* AIM: Write out all the data again, exactly as it stands.

Records from a collection:

-- begin --

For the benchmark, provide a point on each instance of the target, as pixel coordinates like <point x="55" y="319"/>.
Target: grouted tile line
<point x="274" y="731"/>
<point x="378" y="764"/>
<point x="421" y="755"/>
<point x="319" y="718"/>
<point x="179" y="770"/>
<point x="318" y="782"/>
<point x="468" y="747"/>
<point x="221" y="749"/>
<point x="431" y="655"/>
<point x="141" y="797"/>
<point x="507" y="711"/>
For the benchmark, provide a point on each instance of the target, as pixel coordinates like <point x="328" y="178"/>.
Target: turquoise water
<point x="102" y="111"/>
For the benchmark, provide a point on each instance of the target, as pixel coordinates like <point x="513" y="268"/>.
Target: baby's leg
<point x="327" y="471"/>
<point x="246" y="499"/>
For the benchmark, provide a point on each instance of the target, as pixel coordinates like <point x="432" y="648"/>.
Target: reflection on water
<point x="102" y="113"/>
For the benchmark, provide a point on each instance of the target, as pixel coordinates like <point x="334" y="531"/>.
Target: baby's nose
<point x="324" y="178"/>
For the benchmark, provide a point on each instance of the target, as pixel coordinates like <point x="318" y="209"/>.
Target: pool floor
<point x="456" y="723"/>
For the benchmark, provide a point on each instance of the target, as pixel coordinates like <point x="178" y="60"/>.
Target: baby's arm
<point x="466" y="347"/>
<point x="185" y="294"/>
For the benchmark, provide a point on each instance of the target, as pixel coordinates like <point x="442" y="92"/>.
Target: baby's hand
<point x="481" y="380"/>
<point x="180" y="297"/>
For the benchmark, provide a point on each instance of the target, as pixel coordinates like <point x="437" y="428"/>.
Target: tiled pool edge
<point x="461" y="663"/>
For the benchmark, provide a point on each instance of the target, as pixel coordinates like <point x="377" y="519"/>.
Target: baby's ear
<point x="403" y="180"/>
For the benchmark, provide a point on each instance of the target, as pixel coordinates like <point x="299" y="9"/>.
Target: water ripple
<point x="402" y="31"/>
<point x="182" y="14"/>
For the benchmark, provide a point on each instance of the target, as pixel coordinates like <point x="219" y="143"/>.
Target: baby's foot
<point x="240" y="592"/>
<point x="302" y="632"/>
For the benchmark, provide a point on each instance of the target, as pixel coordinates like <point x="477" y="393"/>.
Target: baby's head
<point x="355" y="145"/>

-- end --

* FULL SOLUTION:
For the benchmark, provide a point on each instance of the target, as pixel coordinates like <point x="55" y="319"/>.
Target: grouted tile line
<point x="274" y="731"/>
<point x="378" y="764"/>
<point x="421" y="755"/>
<point x="319" y="718"/>
<point x="179" y="770"/>
<point x="318" y="782"/>
<point x="468" y="747"/>
<point x="221" y="749"/>
<point x="431" y="655"/>
<point x="141" y="797"/>
<point x="507" y="711"/>
For the benchmark, provide a point on each instance of the target, as pixel coordinates like <point x="328" y="178"/>.
Target: turquoise water
<point x="102" y="111"/>
For the benchmark, provide a point on each instance of the target, as pixel coordinates like <point x="513" y="268"/>.
Target: baby's leg
<point x="327" y="471"/>
<point x="246" y="499"/>
For the benchmark, provide a point on each instance of the target, as pixel coordinates like <point x="432" y="648"/>.
Target: reflection on water
<point x="102" y="113"/>
For the benchmark, provide a point on each instance of the target, as pixel coordinates like <point x="334" y="531"/>.
Target: baby's nose
<point x="324" y="178"/>
For the benchmark, provide a point on each instance of the target, as pixel coordinates like <point x="318" y="209"/>.
Target: pool floor
<point x="456" y="723"/>
For the benchmark, provide a point on each instance of the target, as pixel coordinates like <point x="178" y="60"/>.
Target: baby's arm
<point x="466" y="347"/>
<point x="185" y="294"/>
For the benchmark, provide a point on each instance of the target, as pixel coordinates like <point x="442" y="92"/>.
Target: baby's hand
<point x="481" y="380"/>
<point x="180" y="297"/>
For the benchmark, provide a point on each instance of the target, as pixel coordinates like <point x="437" y="428"/>.
Target: tiled pool edge
<point x="461" y="663"/>
For the benchmark, provide a point on each instance of the target, as pixel coordinates like <point x="377" y="519"/>.
Target: baby's ear
<point x="403" y="180"/>
For the benchmark, provide a point on each instance of the target, as pixel coordinates like <point x="299" y="9"/>.
Target: water ripple
<point x="402" y="31"/>
<point x="182" y="14"/>
For the benchmark, provide a point on each instance of the target, as pixel coordinates like <point x="219" y="143"/>.
Target: baby's foot
<point x="240" y="592"/>
<point x="302" y="632"/>
For the benchmark, provide a point on each instance of the target, as pixel coordinates like <point x="477" y="393"/>.
Target: baby's head
<point x="355" y="145"/>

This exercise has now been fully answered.